What is expected:
Line by line, the data below should be set down unchanged, with images excluded.
─── Records for the exercise ───
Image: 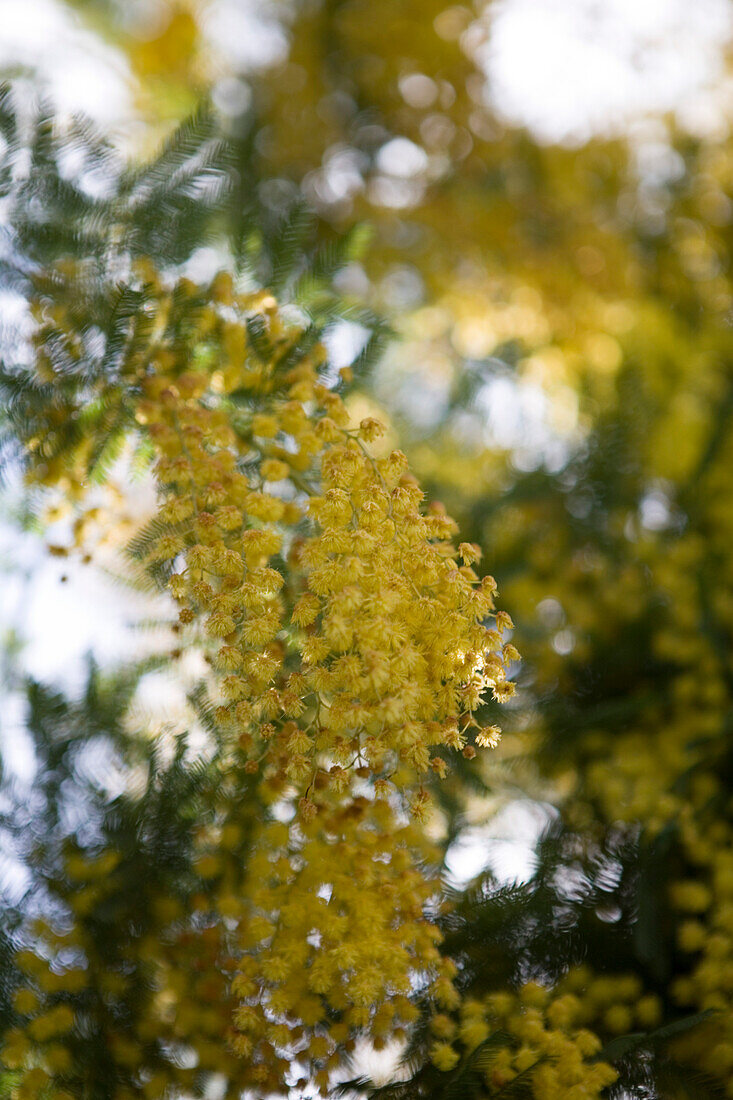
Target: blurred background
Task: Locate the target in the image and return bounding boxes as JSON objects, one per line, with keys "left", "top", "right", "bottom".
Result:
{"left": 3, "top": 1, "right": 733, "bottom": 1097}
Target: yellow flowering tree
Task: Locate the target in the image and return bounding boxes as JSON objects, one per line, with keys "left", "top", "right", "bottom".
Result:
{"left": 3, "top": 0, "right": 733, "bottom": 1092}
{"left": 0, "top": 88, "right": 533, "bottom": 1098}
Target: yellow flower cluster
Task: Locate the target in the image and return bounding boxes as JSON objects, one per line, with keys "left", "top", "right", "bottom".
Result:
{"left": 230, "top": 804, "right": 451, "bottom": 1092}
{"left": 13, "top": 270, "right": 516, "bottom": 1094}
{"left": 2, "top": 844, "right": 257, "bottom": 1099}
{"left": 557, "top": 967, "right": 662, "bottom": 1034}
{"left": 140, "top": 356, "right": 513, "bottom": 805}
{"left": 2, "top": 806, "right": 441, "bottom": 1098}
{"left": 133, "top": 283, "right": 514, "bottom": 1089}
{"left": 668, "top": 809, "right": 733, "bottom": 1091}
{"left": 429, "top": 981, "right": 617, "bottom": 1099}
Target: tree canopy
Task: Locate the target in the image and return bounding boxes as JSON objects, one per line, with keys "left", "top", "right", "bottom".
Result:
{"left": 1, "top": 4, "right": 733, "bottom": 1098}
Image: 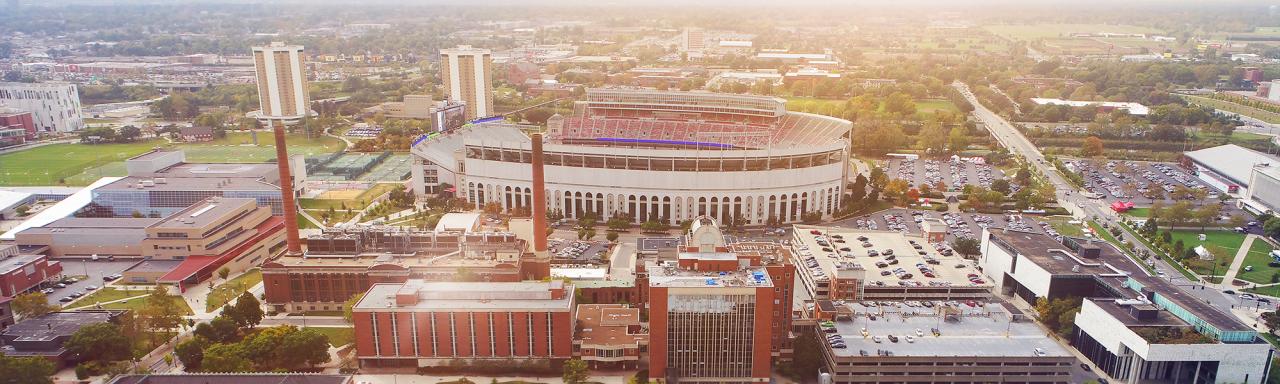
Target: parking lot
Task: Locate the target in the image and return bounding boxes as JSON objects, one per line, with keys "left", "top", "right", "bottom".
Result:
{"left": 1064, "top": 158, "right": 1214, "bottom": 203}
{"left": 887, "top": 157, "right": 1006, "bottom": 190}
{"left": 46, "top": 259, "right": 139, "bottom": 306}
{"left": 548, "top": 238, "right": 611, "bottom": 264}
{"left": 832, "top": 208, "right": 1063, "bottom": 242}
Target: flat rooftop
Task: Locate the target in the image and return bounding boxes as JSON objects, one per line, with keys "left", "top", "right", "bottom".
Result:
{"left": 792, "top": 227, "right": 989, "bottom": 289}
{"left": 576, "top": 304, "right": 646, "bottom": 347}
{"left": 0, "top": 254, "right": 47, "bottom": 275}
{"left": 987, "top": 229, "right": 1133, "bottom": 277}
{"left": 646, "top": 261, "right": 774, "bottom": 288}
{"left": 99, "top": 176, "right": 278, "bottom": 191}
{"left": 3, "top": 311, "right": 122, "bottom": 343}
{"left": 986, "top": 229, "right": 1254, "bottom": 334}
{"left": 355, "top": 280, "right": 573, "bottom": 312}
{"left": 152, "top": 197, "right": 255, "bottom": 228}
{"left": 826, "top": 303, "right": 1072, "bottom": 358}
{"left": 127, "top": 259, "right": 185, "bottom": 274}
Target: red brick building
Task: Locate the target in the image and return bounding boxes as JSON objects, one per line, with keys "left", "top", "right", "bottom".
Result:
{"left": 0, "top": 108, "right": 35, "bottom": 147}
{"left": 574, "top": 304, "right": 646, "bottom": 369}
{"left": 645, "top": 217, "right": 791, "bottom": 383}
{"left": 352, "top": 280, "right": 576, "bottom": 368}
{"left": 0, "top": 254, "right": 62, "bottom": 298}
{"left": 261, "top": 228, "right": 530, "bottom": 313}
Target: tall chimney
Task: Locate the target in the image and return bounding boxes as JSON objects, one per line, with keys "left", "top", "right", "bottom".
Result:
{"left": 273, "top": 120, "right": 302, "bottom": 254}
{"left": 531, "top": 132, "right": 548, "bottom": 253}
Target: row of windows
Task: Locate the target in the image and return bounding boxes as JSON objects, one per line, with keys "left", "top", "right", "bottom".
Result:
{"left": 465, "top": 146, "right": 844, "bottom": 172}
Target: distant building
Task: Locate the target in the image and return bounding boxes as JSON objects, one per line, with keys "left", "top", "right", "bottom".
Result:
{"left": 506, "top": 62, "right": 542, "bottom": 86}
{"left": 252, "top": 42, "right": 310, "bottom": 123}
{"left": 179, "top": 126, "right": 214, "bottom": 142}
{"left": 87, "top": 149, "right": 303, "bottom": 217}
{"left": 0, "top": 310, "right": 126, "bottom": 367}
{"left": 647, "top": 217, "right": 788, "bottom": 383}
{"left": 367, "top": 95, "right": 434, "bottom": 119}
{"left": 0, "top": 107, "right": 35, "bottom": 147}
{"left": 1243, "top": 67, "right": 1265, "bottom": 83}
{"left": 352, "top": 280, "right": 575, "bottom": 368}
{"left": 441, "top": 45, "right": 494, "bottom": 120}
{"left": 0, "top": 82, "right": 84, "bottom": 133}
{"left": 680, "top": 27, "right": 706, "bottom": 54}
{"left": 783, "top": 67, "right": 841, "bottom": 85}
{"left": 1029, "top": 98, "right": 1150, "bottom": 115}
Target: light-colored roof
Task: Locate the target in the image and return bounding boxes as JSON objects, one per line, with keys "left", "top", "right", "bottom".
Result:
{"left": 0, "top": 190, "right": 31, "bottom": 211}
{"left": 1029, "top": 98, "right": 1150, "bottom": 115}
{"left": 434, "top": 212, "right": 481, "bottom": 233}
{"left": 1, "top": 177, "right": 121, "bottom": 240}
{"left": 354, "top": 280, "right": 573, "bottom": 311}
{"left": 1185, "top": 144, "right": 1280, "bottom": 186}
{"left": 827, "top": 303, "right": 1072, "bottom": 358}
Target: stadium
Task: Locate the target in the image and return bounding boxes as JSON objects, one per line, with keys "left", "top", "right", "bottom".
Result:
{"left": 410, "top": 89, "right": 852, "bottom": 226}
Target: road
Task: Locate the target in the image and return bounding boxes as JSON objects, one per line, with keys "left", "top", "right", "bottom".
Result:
───
Answer to this problem:
Image: 
Target: blurred background
Task: Locate the target in the image and return bounding boxes as JSON objects, one per line, with keys "left", "top", "right", "bottom".
Result:
{"left": 3, "top": 1, "right": 733, "bottom": 1097}
Target: yellow flowering tree
Task: Locate the target in the image and return bounding boxes as JSON objects, one per line, with keys "left", "top", "right", "bottom".
Result:
{"left": 3, "top": 0, "right": 733, "bottom": 1092}
{"left": 0, "top": 88, "right": 533, "bottom": 1098}
Target: yellow flower cluster
Task: Locate the target in the image and return bounding boxes as JSON objects, one per line, with keys "left", "top", "right", "bottom".
Result:
{"left": 230, "top": 804, "right": 451, "bottom": 1092}
{"left": 13, "top": 270, "right": 516, "bottom": 1094}
{"left": 2, "top": 844, "right": 257, "bottom": 1099}
{"left": 557, "top": 967, "right": 662, "bottom": 1034}
{"left": 140, "top": 356, "right": 513, "bottom": 805}
{"left": 2, "top": 806, "right": 441, "bottom": 1098}
{"left": 133, "top": 283, "right": 514, "bottom": 1089}
{"left": 668, "top": 809, "right": 733, "bottom": 1091}
{"left": 429, "top": 981, "right": 617, "bottom": 1099}
Target: tree canopy
Task: Locate the target in the image and return bounding boxes as JSON objects, one per line, with keys "left", "top", "right", "bottom".
Result:
{"left": 1, "top": 4, "right": 733, "bottom": 1098}
Image: 
Target: parking lot
Task: Locate the target in the image and return bounding boxes as JSON objects, one per line, with keys "left", "top", "right", "bottom".
Result:
{"left": 1064, "top": 158, "right": 1214, "bottom": 203}
{"left": 887, "top": 157, "right": 1006, "bottom": 190}
{"left": 46, "top": 259, "right": 139, "bottom": 306}
{"left": 548, "top": 238, "right": 611, "bottom": 264}
{"left": 832, "top": 208, "right": 1063, "bottom": 242}
Target: flat rooftop
Task: Locate the target in the image and return bounding boxes as JSON objects, one per line, with keys "left", "top", "right", "bottom".
Result:
{"left": 792, "top": 227, "right": 989, "bottom": 289}
{"left": 576, "top": 304, "right": 646, "bottom": 347}
{"left": 0, "top": 254, "right": 47, "bottom": 275}
{"left": 987, "top": 229, "right": 1133, "bottom": 277}
{"left": 646, "top": 261, "right": 774, "bottom": 288}
{"left": 99, "top": 176, "right": 278, "bottom": 191}
{"left": 3, "top": 311, "right": 122, "bottom": 343}
{"left": 986, "top": 229, "right": 1254, "bottom": 334}
{"left": 355, "top": 280, "right": 573, "bottom": 312}
{"left": 152, "top": 197, "right": 255, "bottom": 228}
{"left": 826, "top": 303, "right": 1072, "bottom": 358}
{"left": 127, "top": 259, "right": 185, "bottom": 274}
Target: red brick building
Task: Locate the target in the image and return bounding boxes as JSON objects, one per line, with keys "left", "top", "right", "bottom".
Result:
{"left": 0, "top": 108, "right": 35, "bottom": 147}
{"left": 574, "top": 304, "right": 646, "bottom": 369}
{"left": 645, "top": 217, "right": 791, "bottom": 383}
{"left": 352, "top": 280, "right": 576, "bottom": 368}
{"left": 0, "top": 254, "right": 62, "bottom": 298}
{"left": 261, "top": 228, "right": 530, "bottom": 313}
Target: tall chimney
Task: Locate the target in the image and return bounding boxes as JSON objects, one per line, with keys "left", "top", "right", "bottom".
Result:
{"left": 273, "top": 120, "right": 302, "bottom": 254}
{"left": 531, "top": 132, "right": 548, "bottom": 253}
Target: row of windows
Task: Locate the target in the image and return bounding boxes as JSON objects, one per line, with keys "left", "top", "right", "bottom".
Result:
{"left": 465, "top": 146, "right": 844, "bottom": 172}
Target: distant building
Task: Locate the target in the image and return bounding boxes as JSON objects, one per line, with keys "left", "top", "right", "bottom".
Result:
{"left": 506, "top": 62, "right": 542, "bottom": 86}
{"left": 252, "top": 42, "right": 310, "bottom": 123}
{"left": 179, "top": 126, "right": 214, "bottom": 142}
{"left": 87, "top": 149, "right": 303, "bottom": 217}
{"left": 0, "top": 310, "right": 126, "bottom": 367}
{"left": 647, "top": 217, "right": 788, "bottom": 383}
{"left": 367, "top": 95, "right": 434, "bottom": 119}
{"left": 0, "top": 107, "right": 35, "bottom": 147}
{"left": 1243, "top": 67, "right": 1265, "bottom": 83}
{"left": 352, "top": 280, "right": 575, "bottom": 368}
{"left": 441, "top": 45, "right": 494, "bottom": 120}
{"left": 0, "top": 82, "right": 84, "bottom": 133}
{"left": 680, "top": 27, "right": 706, "bottom": 54}
{"left": 783, "top": 67, "right": 841, "bottom": 85}
{"left": 1029, "top": 98, "right": 1150, "bottom": 115}
Target: light-colored roof
Task: Locate the target in the image and return bounding boxes as JSON objects, one per line, with keys "left", "top", "right", "bottom".
Result:
{"left": 0, "top": 190, "right": 31, "bottom": 211}
{"left": 1029, "top": 98, "right": 1150, "bottom": 115}
{"left": 434, "top": 212, "right": 481, "bottom": 233}
{"left": 1, "top": 177, "right": 121, "bottom": 240}
{"left": 354, "top": 280, "right": 573, "bottom": 311}
{"left": 1185, "top": 144, "right": 1280, "bottom": 186}
{"left": 827, "top": 303, "right": 1072, "bottom": 358}
Target: stadium
Task: Locate the target in the image and return bounding boxes as JSON objects, one per line, with keys "left", "top", "right", "bottom".
Result:
{"left": 410, "top": 89, "right": 852, "bottom": 226}
Target: road
Task: Locate the target in the image and return bounding boxes as JSON objects, one per line, with keys "left", "top", "right", "bottom".
Result:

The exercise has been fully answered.